»»

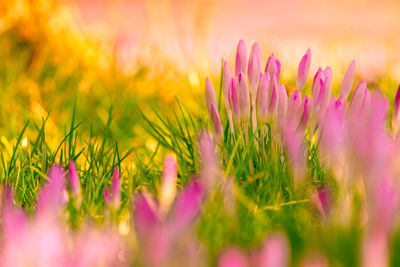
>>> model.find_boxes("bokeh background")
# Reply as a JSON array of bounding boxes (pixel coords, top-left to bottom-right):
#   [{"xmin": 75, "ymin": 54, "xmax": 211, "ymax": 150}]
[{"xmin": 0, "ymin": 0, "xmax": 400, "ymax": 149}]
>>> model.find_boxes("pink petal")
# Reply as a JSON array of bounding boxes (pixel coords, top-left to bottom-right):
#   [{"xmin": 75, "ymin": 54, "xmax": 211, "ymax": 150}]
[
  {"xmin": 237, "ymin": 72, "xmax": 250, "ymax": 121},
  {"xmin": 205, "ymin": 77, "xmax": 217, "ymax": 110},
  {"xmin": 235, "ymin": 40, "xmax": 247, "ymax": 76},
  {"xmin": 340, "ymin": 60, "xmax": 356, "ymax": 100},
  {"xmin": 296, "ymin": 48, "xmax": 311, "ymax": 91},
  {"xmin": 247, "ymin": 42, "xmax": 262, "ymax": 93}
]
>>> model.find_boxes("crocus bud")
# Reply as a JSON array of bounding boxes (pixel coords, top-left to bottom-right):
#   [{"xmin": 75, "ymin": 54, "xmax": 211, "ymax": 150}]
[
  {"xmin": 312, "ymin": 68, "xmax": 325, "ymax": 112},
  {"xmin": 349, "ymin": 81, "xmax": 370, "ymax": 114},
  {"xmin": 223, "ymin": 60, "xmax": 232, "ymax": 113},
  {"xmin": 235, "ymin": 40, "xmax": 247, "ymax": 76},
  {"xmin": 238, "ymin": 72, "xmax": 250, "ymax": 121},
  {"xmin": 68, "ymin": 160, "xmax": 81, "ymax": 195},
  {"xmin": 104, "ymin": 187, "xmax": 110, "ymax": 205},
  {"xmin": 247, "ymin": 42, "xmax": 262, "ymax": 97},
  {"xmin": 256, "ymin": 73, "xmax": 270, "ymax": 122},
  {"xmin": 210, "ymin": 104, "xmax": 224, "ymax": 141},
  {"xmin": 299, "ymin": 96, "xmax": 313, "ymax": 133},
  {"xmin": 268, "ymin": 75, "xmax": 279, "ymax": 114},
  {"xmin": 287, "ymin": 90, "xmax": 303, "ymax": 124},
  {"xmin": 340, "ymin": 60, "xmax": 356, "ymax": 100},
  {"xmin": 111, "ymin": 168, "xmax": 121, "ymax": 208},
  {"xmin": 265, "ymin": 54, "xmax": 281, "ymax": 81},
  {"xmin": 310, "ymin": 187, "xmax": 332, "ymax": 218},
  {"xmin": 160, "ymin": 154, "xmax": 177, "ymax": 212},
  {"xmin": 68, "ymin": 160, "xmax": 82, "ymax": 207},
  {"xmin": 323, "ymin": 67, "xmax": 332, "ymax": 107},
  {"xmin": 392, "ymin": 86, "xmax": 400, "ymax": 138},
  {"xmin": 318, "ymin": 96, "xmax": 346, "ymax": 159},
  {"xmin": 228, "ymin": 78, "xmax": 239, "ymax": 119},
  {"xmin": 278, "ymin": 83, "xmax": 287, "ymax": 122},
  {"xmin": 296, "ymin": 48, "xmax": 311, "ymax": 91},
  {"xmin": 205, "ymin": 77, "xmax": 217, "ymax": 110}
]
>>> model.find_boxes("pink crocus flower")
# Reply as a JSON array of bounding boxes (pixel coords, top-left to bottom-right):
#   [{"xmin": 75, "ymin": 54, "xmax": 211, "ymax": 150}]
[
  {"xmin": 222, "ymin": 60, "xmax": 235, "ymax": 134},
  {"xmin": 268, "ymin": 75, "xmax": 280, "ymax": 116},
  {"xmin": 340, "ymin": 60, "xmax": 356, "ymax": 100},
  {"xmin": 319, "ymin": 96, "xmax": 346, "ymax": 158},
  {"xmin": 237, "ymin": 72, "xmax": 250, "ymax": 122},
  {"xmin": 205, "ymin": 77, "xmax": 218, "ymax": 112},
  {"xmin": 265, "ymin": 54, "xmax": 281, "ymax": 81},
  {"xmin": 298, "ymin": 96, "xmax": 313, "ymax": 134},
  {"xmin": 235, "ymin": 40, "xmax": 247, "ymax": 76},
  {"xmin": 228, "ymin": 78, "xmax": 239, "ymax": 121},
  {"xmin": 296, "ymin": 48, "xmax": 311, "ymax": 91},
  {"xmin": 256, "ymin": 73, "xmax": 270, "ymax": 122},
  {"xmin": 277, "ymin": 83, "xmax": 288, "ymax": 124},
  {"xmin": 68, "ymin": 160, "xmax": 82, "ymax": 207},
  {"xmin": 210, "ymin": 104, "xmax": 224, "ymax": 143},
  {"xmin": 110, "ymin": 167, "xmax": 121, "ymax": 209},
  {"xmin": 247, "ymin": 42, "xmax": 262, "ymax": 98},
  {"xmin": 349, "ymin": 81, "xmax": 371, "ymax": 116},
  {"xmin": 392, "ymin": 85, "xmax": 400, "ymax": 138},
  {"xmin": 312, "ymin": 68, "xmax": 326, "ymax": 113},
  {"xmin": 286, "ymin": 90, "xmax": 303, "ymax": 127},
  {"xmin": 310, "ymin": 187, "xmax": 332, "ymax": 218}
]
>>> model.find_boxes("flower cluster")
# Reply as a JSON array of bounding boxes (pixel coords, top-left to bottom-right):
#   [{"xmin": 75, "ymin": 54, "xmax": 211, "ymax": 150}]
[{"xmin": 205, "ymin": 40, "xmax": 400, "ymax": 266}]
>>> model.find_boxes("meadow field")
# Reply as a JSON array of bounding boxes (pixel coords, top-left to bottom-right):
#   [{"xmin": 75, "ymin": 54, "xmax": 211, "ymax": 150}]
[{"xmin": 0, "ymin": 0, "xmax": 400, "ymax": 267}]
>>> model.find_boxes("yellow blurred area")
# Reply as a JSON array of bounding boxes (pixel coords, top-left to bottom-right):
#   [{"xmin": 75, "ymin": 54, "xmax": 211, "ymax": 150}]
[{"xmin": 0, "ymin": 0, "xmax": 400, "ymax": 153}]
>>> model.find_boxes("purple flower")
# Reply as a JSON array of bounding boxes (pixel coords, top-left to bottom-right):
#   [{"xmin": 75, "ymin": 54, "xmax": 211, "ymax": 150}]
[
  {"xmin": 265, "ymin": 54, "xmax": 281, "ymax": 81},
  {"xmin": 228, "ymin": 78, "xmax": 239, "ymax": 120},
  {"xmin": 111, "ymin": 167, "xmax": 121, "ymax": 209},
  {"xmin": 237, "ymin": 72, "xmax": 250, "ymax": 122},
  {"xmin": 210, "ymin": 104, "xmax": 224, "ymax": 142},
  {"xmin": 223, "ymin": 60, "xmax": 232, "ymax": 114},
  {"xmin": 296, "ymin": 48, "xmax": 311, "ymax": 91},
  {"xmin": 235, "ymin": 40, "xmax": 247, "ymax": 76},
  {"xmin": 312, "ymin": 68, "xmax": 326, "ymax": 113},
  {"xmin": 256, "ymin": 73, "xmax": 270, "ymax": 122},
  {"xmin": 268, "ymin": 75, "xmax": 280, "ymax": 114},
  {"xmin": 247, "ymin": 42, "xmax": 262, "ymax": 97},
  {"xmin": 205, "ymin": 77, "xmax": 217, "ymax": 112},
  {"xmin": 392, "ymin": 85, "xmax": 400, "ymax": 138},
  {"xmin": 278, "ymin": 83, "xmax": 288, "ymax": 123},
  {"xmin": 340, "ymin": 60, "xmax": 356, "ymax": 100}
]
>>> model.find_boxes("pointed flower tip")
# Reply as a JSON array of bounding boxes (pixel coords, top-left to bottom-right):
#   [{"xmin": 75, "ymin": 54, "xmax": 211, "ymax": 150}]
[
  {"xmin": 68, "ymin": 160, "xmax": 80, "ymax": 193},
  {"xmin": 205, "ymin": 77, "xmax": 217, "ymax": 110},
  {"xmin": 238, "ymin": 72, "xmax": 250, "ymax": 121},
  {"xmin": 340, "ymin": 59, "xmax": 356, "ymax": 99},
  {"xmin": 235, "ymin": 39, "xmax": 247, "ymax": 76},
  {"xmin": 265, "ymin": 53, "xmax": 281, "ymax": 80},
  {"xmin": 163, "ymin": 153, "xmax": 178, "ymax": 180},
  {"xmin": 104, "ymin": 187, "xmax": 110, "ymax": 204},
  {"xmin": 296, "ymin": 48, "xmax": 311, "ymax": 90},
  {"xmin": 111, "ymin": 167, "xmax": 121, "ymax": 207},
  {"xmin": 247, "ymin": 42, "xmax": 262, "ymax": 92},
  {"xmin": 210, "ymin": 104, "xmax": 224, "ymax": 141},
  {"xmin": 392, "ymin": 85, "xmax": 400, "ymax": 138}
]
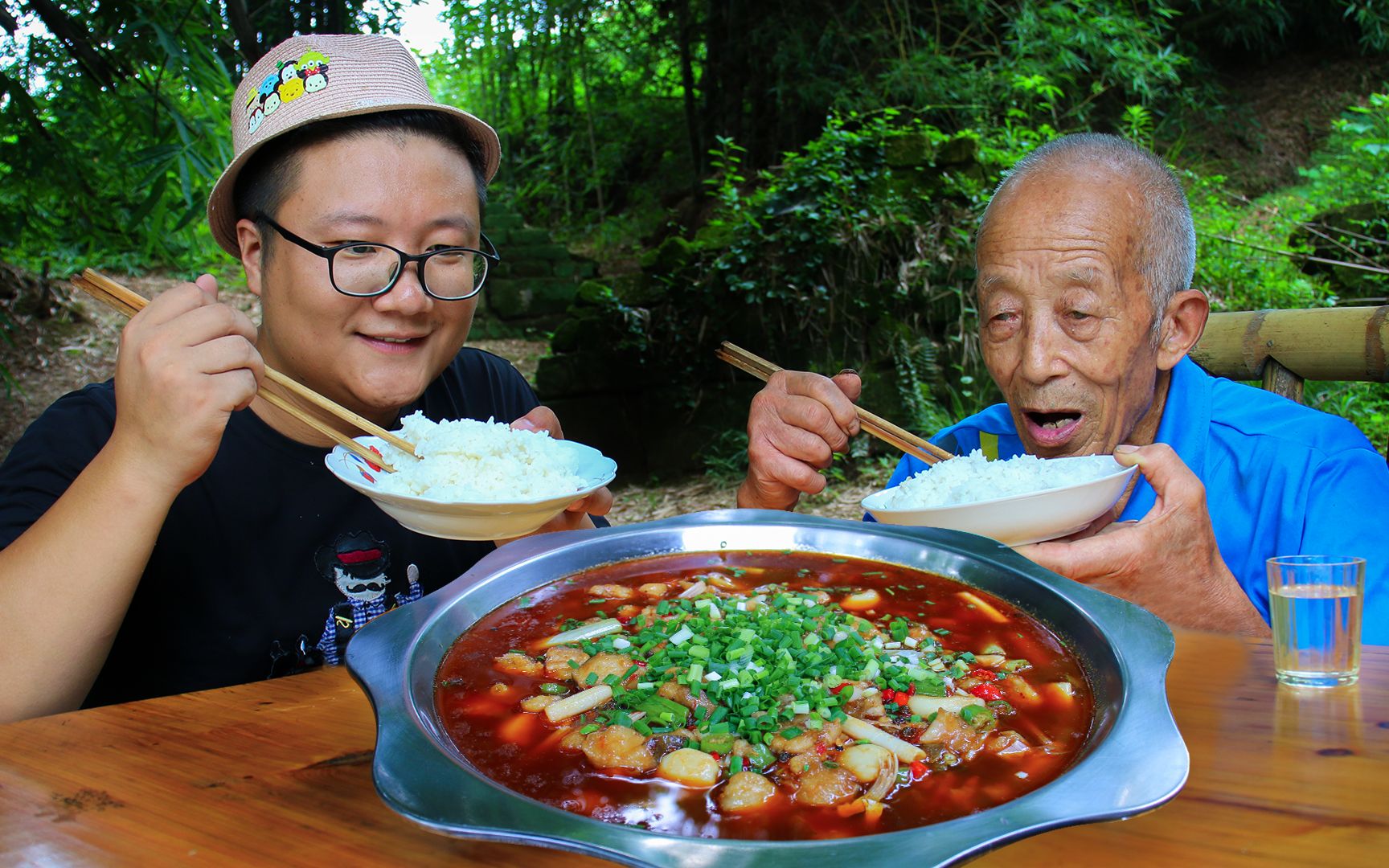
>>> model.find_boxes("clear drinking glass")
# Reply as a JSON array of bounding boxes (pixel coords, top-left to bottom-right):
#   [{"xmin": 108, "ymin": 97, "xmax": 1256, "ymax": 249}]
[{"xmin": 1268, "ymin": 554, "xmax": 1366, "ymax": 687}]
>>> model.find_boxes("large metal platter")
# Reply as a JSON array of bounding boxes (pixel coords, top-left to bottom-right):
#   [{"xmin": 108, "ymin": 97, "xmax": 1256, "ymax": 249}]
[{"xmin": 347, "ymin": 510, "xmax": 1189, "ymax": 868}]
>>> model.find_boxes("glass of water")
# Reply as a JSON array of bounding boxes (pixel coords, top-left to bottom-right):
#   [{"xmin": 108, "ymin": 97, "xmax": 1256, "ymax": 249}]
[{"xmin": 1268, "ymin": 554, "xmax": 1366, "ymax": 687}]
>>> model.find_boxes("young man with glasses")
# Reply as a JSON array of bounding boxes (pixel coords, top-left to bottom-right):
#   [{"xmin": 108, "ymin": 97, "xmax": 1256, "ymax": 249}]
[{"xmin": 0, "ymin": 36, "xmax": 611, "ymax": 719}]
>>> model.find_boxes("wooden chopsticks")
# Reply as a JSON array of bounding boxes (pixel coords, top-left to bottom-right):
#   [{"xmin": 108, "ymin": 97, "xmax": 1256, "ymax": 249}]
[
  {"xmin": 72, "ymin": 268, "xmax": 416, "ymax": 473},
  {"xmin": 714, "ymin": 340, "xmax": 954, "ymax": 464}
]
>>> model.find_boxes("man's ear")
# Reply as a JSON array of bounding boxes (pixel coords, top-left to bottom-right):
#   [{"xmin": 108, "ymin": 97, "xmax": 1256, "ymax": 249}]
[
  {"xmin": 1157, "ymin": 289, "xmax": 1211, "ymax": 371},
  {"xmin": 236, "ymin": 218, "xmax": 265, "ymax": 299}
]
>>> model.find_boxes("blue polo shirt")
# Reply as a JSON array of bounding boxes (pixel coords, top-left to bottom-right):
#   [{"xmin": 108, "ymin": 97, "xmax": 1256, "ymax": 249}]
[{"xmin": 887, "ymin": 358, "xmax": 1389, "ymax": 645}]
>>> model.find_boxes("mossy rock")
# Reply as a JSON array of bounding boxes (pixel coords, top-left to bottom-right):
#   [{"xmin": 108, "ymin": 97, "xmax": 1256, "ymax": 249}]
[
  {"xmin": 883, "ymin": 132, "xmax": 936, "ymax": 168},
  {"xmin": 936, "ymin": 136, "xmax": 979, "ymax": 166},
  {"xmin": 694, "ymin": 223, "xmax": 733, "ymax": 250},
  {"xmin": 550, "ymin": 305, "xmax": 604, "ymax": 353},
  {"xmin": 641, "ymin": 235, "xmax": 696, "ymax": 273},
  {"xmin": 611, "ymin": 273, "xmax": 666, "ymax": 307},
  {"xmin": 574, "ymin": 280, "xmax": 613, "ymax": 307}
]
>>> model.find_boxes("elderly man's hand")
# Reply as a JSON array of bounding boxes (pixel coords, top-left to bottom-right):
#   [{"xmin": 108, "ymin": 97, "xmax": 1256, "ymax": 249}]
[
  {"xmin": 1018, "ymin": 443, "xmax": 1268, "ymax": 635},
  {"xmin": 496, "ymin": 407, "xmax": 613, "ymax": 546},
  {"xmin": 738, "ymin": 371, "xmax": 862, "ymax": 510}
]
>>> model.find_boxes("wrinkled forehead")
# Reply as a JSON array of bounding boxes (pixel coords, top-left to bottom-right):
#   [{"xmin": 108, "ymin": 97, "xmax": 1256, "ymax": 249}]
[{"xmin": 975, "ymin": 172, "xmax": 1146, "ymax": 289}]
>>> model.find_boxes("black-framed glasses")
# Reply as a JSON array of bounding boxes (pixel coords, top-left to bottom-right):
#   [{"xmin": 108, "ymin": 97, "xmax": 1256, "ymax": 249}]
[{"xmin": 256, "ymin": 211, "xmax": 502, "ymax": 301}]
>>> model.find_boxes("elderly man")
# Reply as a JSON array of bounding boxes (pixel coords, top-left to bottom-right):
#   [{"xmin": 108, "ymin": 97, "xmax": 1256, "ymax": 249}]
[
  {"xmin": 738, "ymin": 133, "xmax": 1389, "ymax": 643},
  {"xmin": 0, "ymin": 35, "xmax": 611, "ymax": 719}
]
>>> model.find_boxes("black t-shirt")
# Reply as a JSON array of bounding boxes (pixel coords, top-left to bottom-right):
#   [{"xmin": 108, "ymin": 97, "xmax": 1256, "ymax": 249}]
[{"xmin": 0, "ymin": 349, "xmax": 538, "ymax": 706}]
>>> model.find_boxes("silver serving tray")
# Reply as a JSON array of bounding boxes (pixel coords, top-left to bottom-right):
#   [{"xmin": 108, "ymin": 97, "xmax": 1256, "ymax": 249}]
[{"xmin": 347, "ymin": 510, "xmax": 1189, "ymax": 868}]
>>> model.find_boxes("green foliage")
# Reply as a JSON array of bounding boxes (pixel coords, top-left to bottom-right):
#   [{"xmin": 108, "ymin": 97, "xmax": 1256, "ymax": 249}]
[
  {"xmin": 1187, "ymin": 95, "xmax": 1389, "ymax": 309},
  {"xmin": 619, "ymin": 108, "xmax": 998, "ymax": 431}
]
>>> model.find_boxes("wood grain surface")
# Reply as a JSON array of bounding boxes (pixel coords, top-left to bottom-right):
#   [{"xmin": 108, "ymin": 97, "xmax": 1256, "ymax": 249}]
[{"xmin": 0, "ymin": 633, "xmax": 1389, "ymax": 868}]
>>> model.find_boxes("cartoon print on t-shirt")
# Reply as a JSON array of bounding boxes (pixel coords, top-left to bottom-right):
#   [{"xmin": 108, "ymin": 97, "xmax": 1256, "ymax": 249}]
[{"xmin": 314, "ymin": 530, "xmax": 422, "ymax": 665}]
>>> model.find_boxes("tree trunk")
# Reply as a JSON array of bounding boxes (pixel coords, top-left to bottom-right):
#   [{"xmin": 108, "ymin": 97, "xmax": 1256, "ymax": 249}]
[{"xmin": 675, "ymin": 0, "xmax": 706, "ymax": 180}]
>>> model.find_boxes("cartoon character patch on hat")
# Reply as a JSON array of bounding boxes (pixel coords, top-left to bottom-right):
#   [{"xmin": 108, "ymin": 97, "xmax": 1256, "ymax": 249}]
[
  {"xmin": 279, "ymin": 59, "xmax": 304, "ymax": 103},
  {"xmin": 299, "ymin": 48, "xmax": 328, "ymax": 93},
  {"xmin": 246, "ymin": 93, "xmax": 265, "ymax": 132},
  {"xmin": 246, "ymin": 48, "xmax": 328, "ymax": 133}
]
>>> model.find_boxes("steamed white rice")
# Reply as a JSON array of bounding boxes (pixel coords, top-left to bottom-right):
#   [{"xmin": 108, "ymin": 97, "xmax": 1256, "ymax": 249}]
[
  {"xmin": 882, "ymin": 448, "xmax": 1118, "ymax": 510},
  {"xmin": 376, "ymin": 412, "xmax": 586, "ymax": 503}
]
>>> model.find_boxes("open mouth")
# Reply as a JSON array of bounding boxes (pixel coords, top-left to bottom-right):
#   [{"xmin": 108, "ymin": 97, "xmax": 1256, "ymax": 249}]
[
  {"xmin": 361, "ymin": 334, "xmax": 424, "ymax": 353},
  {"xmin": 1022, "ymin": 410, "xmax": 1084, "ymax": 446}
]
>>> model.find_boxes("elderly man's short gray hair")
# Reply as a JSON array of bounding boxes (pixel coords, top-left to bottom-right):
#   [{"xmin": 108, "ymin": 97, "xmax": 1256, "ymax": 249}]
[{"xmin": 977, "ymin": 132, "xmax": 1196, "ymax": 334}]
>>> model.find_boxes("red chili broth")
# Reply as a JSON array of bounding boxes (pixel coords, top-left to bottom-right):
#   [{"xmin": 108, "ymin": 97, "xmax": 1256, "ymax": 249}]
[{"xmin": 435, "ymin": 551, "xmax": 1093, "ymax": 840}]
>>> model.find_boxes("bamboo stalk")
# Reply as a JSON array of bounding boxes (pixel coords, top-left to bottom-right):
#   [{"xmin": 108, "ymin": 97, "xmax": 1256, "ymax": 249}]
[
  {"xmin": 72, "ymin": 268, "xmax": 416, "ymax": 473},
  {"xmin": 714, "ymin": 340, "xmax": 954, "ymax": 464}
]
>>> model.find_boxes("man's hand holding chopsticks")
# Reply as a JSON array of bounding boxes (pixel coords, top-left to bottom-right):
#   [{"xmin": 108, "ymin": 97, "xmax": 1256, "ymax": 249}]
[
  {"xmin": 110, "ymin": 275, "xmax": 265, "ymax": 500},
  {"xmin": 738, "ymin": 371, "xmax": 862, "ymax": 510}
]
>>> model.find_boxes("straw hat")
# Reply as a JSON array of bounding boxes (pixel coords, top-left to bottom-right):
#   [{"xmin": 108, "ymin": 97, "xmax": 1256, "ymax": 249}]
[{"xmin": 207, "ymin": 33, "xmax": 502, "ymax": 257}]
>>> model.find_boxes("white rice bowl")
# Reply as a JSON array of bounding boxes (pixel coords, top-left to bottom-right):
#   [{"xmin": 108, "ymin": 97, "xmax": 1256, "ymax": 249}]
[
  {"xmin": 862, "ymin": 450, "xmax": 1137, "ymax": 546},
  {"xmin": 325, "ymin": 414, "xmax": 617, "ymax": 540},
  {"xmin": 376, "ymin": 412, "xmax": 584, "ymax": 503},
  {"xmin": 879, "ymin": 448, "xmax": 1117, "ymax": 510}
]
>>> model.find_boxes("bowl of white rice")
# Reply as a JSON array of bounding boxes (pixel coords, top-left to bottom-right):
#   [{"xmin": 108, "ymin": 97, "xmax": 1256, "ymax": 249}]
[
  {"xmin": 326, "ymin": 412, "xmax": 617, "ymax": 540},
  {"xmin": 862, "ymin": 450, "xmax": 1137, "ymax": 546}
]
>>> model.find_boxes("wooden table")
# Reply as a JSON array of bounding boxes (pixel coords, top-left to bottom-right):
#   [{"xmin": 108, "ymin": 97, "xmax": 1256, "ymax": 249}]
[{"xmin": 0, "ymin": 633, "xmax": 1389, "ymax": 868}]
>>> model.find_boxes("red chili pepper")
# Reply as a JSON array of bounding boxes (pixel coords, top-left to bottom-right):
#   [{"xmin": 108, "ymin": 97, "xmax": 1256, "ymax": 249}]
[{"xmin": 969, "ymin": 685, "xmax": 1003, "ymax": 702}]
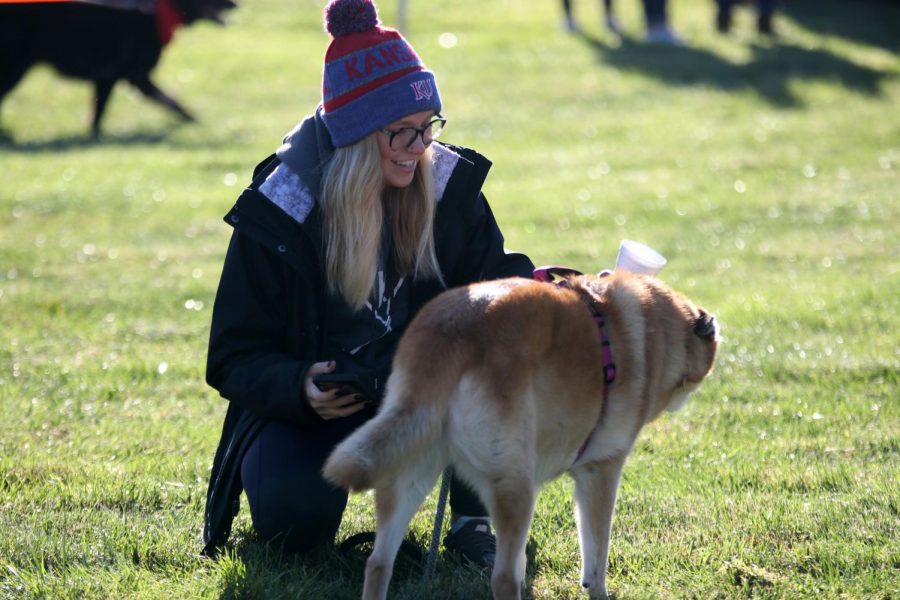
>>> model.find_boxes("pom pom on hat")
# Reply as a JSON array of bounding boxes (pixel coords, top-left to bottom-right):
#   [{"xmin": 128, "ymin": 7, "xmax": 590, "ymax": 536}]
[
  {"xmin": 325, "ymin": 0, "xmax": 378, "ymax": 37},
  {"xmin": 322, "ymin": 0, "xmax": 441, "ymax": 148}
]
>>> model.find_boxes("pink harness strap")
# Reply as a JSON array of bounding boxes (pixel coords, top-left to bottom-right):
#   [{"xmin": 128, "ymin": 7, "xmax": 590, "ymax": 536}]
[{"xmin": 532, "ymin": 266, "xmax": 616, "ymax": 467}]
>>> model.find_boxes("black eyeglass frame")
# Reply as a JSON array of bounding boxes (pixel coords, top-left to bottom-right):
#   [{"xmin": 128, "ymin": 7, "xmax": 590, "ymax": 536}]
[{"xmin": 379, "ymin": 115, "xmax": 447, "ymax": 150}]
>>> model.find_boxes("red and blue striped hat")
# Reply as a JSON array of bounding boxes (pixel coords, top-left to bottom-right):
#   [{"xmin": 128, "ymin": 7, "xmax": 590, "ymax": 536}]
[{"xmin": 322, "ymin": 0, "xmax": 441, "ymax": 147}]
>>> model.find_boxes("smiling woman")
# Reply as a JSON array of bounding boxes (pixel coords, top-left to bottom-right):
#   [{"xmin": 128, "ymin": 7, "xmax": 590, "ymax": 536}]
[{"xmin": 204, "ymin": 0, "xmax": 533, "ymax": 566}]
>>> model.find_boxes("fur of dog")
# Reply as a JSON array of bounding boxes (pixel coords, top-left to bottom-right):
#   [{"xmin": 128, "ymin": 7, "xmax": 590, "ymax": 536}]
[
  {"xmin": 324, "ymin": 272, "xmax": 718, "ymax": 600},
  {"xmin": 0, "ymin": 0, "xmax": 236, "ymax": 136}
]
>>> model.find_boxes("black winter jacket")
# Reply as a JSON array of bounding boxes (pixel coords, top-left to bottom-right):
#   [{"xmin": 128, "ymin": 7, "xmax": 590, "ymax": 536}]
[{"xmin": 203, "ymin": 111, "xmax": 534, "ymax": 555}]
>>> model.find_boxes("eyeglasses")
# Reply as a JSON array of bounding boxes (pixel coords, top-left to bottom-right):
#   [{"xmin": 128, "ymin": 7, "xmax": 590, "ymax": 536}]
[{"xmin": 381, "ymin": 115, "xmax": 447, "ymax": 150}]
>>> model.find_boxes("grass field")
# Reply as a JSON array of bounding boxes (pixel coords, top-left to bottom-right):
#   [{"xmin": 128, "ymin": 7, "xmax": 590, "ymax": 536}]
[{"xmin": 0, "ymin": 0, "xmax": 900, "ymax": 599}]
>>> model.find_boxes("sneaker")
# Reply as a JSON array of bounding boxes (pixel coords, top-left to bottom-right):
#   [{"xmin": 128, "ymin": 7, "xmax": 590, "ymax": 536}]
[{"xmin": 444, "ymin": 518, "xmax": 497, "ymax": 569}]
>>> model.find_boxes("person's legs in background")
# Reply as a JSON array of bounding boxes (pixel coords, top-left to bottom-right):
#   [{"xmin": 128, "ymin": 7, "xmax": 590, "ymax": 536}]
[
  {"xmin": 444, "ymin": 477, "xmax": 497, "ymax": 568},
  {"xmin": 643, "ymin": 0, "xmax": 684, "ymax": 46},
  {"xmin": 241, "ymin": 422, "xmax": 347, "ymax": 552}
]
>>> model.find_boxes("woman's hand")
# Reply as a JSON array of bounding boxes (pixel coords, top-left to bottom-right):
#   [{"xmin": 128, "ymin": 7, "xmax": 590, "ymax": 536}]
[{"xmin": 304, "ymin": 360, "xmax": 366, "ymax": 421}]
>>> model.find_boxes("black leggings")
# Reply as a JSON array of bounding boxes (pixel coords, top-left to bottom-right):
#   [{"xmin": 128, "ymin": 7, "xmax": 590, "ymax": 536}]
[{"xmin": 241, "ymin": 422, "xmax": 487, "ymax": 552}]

««

WRITTEN INSTRUCTION: Find each line in the entries above that contains the word "wooden", and copy every such line. Case counts, so a line with a differently capitalized form does not match.

SOLVED PROBLEM:
>>> model.find_boxes("wooden chopsticks")
>>> model.find_boxes("wooden table")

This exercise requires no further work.